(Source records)
§ §

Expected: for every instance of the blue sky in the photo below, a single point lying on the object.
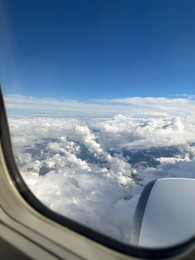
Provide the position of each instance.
(83, 49)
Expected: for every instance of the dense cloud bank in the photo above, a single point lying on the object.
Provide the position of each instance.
(93, 170)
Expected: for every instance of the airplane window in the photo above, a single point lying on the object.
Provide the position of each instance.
(100, 101)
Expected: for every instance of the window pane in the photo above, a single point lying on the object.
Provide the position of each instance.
(100, 101)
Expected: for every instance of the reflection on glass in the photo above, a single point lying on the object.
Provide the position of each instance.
(99, 96)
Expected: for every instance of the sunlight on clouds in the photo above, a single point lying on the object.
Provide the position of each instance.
(102, 107)
(93, 170)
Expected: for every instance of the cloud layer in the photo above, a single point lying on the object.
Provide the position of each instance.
(93, 170)
(22, 105)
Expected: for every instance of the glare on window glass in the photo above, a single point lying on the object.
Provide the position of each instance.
(100, 101)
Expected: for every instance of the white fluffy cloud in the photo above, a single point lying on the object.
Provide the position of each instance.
(105, 107)
(93, 170)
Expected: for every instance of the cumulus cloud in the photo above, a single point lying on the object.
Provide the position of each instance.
(93, 170)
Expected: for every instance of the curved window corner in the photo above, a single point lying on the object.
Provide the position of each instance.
(99, 132)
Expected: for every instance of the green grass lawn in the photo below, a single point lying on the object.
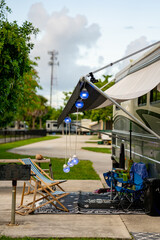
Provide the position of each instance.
(95, 149)
(82, 171)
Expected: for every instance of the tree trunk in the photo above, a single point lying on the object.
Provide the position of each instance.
(40, 123)
(33, 122)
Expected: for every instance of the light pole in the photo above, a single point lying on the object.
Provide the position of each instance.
(52, 62)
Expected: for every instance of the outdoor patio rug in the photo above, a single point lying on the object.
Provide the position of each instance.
(88, 203)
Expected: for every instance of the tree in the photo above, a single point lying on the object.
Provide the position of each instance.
(15, 46)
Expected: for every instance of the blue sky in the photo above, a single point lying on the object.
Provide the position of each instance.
(88, 34)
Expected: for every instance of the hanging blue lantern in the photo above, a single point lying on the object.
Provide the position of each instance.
(67, 120)
(75, 160)
(79, 104)
(70, 162)
(84, 93)
(66, 168)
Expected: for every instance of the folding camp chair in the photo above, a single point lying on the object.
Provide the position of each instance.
(41, 186)
(131, 192)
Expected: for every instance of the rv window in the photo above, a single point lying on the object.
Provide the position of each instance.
(154, 95)
(142, 100)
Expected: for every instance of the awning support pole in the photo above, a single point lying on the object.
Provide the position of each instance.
(123, 109)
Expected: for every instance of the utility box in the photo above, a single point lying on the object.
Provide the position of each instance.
(15, 172)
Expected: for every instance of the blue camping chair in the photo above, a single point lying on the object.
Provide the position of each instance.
(131, 192)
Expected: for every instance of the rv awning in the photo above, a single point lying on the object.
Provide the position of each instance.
(135, 85)
(132, 86)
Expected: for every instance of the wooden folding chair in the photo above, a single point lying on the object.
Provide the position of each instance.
(41, 186)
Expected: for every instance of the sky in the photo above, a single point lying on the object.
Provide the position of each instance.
(87, 35)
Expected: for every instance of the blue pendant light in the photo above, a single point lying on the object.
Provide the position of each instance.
(79, 104)
(84, 93)
(75, 160)
(66, 168)
(67, 120)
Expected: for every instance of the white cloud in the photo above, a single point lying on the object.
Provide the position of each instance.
(65, 34)
(132, 47)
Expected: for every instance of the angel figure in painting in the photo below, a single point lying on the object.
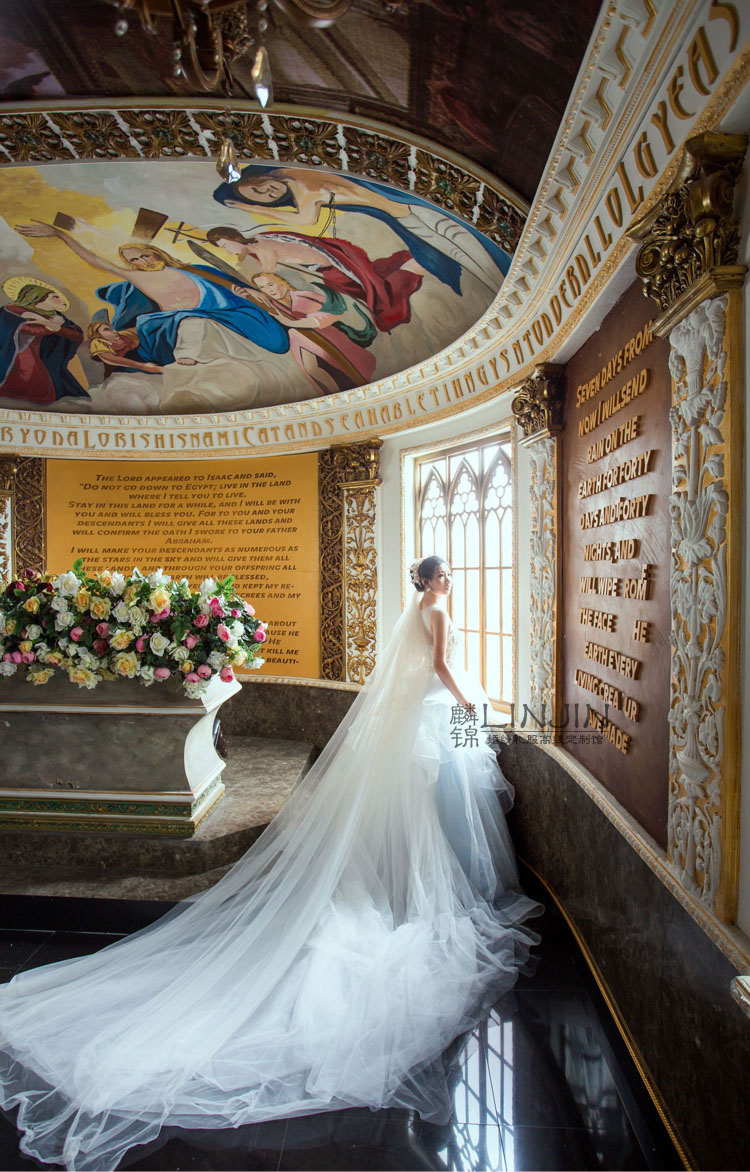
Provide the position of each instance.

§ §

Given task:
Retype every entry verbatim and exclude the pictures from the copy.

Exercise result:
Expected: for every instance of the blue sky in the photo below, a single point lying on the object.
Provide the position of each instance.
(83, 49)
Expected: for every instance of the dense cloud bank in the photo above, a single point lying on the object.
Provide the position of each instance.
(93, 170)
Expected: for every instance of the airplane window in the photo above, a single point lying on the object.
Provide the position of each instance.
(100, 101)
Expected: for every instance of the window pane in the photo above, a single point lying on the object.
Provide the position of each instance.
(100, 101)
Expected: for every instance of the reflection on glass in the photo above, a single point lying on the object.
Provide the position of each instance.
(99, 96)
Expected: for every instance of the sunlight on clouds in the photo above, a single point lying on the object.
Provide the position of each instance.
(102, 107)
(93, 170)
Expected: for every instance of the cloud layer in the photo above, a single point lying on the object.
Provide the position of each instance.
(93, 170)
(22, 105)
Expected: for every instance of the glare on window glass in the photo above, a single point lying on the object.
Provide the position of each instance.
(100, 101)
Expected: for every instance of the white fluffy cloud in the photo above, a single point lying on the object.
Provide the position of each instance.
(105, 107)
(93, 170)
Expected: for every instance of the cumulus cloud in the photo above, a single point lying on the object.
Provide the position of each instance.
(93, 170)
Expected: for every instance of the curved window corner in the photo above, a single point lying on the object.
Provide the position of each instance.
(99, 132)
Expected: for every instance of the green grass lawn in the photo below, a single point lying on the object.
Provide the position of each instance.
(95, 149)
(82, 171)
Expected: for every instance of the tree trunk in the photo above, a single point lying on the object.
Provide the position of each instance.
(40, 123)
(33, 122)
Expected: for every instance of the light pole in the photo above, a single point lying on the object.
Provide the position of each instance.
(52, 62)
Expected: for every instance of the outdoor patio rug in the photo above, a single point lying on the object.
Provide the position of each instance.
(88, 203)
Expected: for every instance of the tree in the photo above, a single point lying on the object.
Provide the position of each instance.
(15, 46)
Expected: for every instance of the blue sky in the photo above, a single point lying on the object.
Provide the position of each instance.
(88, 34)
Expected: for every instance of the hanging blue lantern in the photo above, a single point lying on the object.
Provide the position of each instance.
(67, 120)
(75, 160)
(79, 104)
(70, 162)
(84, 93)
(66, 168)
Expected: for every instance of the folding camp chair in the photo above, a single point lying on the object.
Provide the position of each instance.
(41, 186)
(131, 192)
Expected: for every instance of the rv window in the photo above, a single point lying on the object.
Provide the position of each instance.
(154, 95)
(142, 100)
Expected: for every instance of the awning support pole in the photo above, a single point lying on the object.
Provide the position of each instance.
(123, 109)
Expected: for every instance of the utility box in the photo above, a single point lying on the object.
Provide the position of each instance.
(15, 172)
Expected: for every instance of the blue camping chair in the photo above, a single point lying on the object.
Provide the position of each instance.
(131, 192)
Expected: for every instance of the rv awning in the photo above, a single point lying on the object.
Provide the position of each instance.
(135, 85)
(132, 86)
Expected: for every instance of the wooden folding chair in the photo above, a single point lying on the object.
Provide the position of each instance.
(41, 186)
Expected: for every instance of the sky in the photo above, a single point lying on the object.
Provide the position of each instance.
(87, 35)
Expected: for every instance of the blue pendant light in the photo above, a single point lying on the object.
Provide the position of each instance.
(79, 104)
(84, 93)
(75, 160)
(66, 168)
(67, 120)
Expected: for every instance of the white cloud in the photo above, a single point lying on the object.
Provide the position of each instance.
(65, 34)
(132, 47)
Expected: for every instance of the angel figure in painting in the photo below, a single point lying on the object.
Provide the position of each instance.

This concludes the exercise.